*Testo selezionato*:
>>>>>

La diplomazia come campo di battaglia

La politica estera è da sempre il riflesso più autentico del potere. Ogni periodo storico ha i suoi protagonisti, i suoi linguaggi e soprattutto i suoi strumenti. Nel 2017, con l’arrivo di Donald J Trump alla Casa Bianca, gli Stati Uniti hanno vissuto un profondo cambiamento, che li ha portati a una successiva, radicale, rottura nei confronti della tradizione diplomatica in vigore dal dopoguerra. Il presidente statunitense non ha soltanto cambiato stile o metodologia di comunicazione ma ha trasformato, più nel profondo, la struttura e la percezione a livello globale della negoziazione internazionale.

Come evidenziato dall’Aspen Institute, l’amministrazione del Tycoon ha introdotto cambiamenti innovativi e sostanziali, come il passaggio dalla fase di consenso a quella di competizione, trasformando una diplomazia, fino a quel momento discreta, in una diplomazia-spettacolo e ha scelto poi, senza indugio, di passare dal multilateralismo alla trattativa diretta. Cambiamenti strutturali importanti che hanno avuto enormi esiti su economia e collettività. Si tratta di un mutamento importante, per comprenderlo a fondo è necessario andare oltre alle apparenze, oltre al linguaggio social e provocatorio o all’uso, ormai sempre più diffuso, dei portali web in ambito politico.

Il cambiamento attuato da Trump è quello di aver trasformato la percezione della realtà in un valore concreto e misurabile e la stessa vale, oggi, tanto quanto la realtà nel processo di determinazione del successo di una strategia.

<<<<<

[Voci di dati]
>>>>>

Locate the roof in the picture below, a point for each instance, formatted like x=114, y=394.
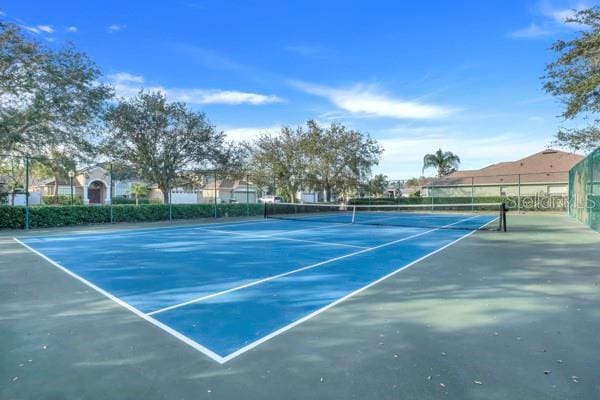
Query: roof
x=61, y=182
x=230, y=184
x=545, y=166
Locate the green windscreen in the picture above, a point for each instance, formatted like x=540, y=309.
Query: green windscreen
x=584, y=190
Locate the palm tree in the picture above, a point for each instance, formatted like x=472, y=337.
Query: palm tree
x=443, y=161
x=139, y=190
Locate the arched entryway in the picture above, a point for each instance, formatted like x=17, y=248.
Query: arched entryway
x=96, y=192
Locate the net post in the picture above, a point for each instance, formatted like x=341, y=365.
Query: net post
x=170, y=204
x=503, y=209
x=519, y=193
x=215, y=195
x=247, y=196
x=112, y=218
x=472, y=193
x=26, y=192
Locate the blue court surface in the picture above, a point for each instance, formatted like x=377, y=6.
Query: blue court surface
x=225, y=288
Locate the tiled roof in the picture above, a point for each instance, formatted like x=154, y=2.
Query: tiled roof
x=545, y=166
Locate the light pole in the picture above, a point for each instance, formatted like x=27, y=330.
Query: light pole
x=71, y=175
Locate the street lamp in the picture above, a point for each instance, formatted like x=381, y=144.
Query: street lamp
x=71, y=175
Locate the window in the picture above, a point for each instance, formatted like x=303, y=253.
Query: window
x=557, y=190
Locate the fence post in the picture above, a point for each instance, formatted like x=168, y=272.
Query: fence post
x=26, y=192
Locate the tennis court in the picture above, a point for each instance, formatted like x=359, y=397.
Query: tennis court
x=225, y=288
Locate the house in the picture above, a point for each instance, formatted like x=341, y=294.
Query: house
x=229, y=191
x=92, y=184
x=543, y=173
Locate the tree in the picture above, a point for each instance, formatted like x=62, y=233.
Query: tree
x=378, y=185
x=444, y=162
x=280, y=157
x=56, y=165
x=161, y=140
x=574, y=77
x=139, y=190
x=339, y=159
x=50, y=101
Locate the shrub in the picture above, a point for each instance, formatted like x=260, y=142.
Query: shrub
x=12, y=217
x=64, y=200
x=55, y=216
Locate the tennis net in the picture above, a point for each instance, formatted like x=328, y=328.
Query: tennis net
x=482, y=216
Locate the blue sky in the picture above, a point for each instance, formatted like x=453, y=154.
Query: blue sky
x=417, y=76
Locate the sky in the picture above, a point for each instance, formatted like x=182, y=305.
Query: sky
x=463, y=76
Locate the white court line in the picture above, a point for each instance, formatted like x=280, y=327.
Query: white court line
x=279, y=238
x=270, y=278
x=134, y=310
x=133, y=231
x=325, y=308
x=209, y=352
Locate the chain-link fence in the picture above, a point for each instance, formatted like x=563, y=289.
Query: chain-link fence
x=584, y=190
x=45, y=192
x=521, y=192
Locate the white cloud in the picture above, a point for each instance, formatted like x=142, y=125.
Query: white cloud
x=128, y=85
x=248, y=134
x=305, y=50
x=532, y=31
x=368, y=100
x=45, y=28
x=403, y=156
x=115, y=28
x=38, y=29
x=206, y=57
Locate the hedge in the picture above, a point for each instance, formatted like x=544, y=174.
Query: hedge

<<<<<

*Consegne scritte*:
A. Nel testo sulla diplomazia, in quale anno Donald J Trump arriva alla Casa Bianca?
B. Per favore, riscrivi il passo del testo sulla diplomazia che parte da "La politica estera" e si chiude con "della negoziazione internazionale.", mettendo "netta" al posto di "radicale".

*Risultati dell'esercizio*:
A. Nel 2017.

B.
La politica estera è da sempre il riflesso più autentico del potere. Ogni periodo storico ha i suoi protagonisti, i suoi linguaggi e soprattutto i suoi strumenti. Nel 2017, con l’arrivo di Donald J Trump alla Casa Bianca, gli Stati Uniti hanno vissuto un profondo cambiamento, che li ha portati a una successiva, netta, rottura nei confronti della tradizione diplomatica in vigore dal dopoguerra. Il presidente statunitense non ha soltanto cambiato stile o metodologia di comunicazione ma ha trasformato, più nel profondo, la struttura e la percezione a livello globale della negoziazione internazionale.